## JOB 1:
Reproduce every line of the dataset excerpt records below verbatim.

## READING PASSAGE:
Order of indices which is lexicographically smallest and sum of elements is <= X

Given an array arr[] and an integer X, the task is to find the indices such that:

  1. The sum of elements on the found indices is ≤ X
  2. The number of indices is maximum possible.
  3. The order of indices is lexicographically smallest i.e. {0, 0, 1} is lexicographically smaller than {1, 0, 0}

Note that any index can be chosen more than once.

Examples:

Input: arr[] = {6, 8, 5, 4, 7}, X = 11
Output: 0 2
Optimal answer is [0, 2] as it is lexicographically smallest.
sum of chosen indices A[0] + A[2] = 6 + 5 = 11 which is ≤ 11.
Here, [2, 3], [2, 2] or [3, 3] also give the maximum
number of chosen indices but they are not lexicographically smallest.

Input: arr[] = {9, 6, 8, 5, 7, 4}, X = 35
Output: 1 3 5 5 5 5 5 5



Approach: The problem looks like a variation of dynamic programming but turns out that it can be solved by a simple greedy algorithm.

Let the index that has the first minimum value be m. Then the maximum number of indices done is n = X / A[m]. So ans = [m, m, m, …., m], where the number of m’s is n, is the order of the maximum number of indices chosen, with total sum = n x A[m]. We are also sure that optimal answer has n values in it and not more than that.

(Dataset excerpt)
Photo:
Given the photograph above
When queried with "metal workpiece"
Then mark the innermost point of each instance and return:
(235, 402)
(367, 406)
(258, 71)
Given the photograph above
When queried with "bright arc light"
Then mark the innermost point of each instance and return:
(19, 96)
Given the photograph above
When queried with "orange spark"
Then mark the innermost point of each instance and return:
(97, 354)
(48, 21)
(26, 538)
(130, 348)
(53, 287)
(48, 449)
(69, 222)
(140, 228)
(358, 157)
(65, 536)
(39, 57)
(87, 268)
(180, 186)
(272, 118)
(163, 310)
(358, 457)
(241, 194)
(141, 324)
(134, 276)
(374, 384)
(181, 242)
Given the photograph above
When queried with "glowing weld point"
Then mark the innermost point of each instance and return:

## JOB 2:
Answer these about the index-order problem above, one line each:
(a) According to the note, may an index be chosen more than once?
(b) In the first example, what sum do the chosen indices give?
(c) What kind of algorithm does the approach say solves the problem?

## RESPONSE 1:
Photo:
Given the photograph above
When queried with "metal workpiece"
Then mark the innermost point of each instance and return:
(235, 402)
(367, 406)
(258, 71)
Given the photograph above
When queried with "bright arc light"
Then mark the innermost point of each instance and return:
(19, 96)
Given the photograph above
When queried with "orange spark"
Then mark the innermost point of each instance and return:
(97, 354)
(48, 21)
(26, 538)
(130, 348)
(53, 287)
(48, 449)
(69, 222)
(140, 228)
(358, 157)
(65, 536)
(39, 57)
(87, 268)
(180, 186)
(272, 118)
(163, 310)
(358, 457)
(241, 194)
(141, 324)
(134, 276)
(374, 384)
(181, 242)
Given the photograph above
When queried with "glowing weld point"
Then mark the innermost point of each instance and return:

## RESPONSE 2:
(a) Yes, any index can be chosen more than once.
(b) 6 + 5 = 11.
(c) A simple greedy algorithm.